_Dataset extract_

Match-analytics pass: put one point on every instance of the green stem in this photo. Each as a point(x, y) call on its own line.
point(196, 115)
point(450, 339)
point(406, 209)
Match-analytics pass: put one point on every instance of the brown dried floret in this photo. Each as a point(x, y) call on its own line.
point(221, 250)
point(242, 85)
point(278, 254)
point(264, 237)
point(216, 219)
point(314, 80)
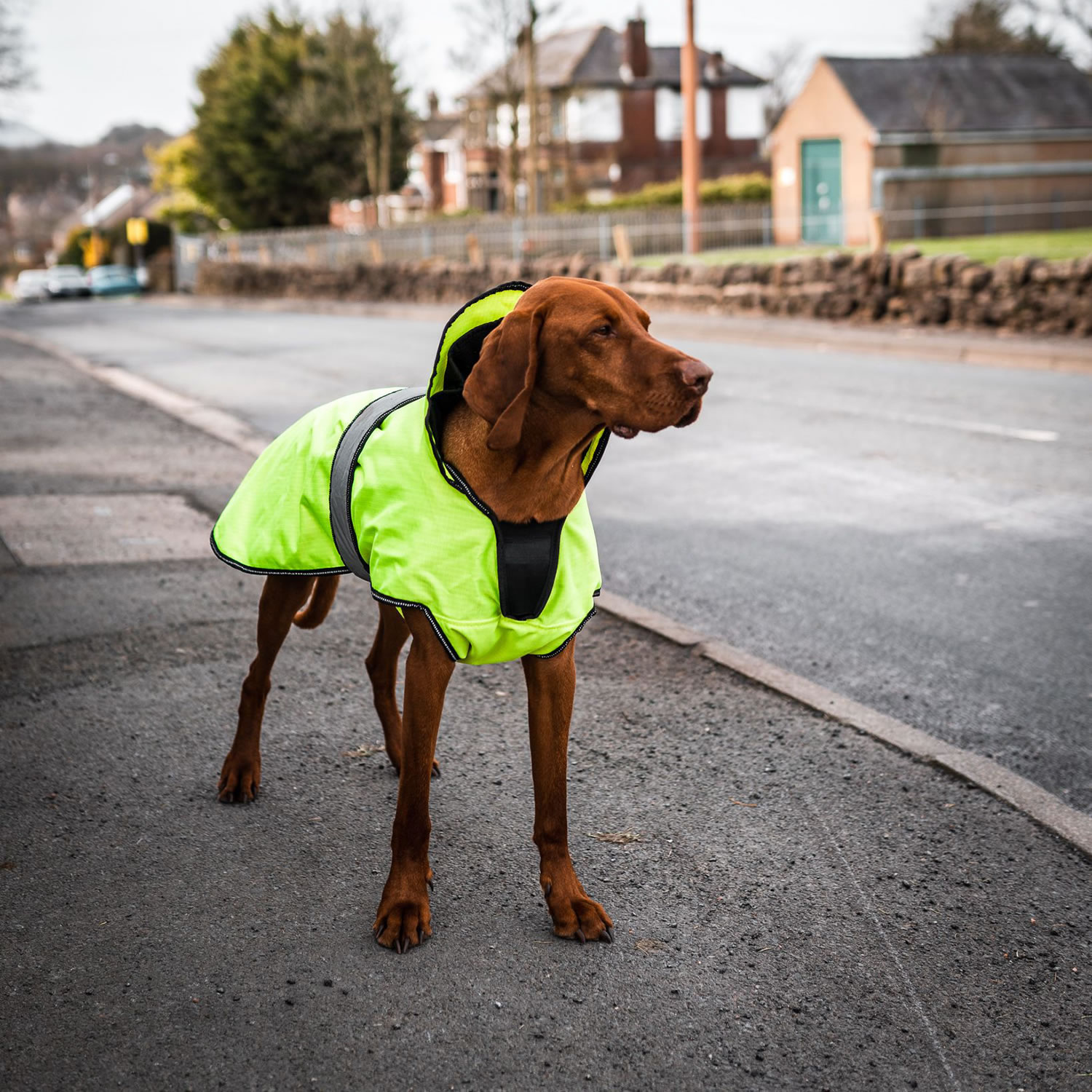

_What is required_
Reproduce every line of the records above word for word, leaving out the pictures.

_Written answer_
Match-analytics pass: put one point on every instance of the green stem in this photo. Each as a point(x, y) call on its own line.
point(196, 115)
point(450, 339)
point(406, 209)
Match-analytics pass: put one point on every instance of the brown dried floret in this photo. Each as a point(x, y) call on its own line.
point(221, 250)
point(242, 85)
point(278, 254)
point(264, 237)
point(216, 219)
point(314, 80)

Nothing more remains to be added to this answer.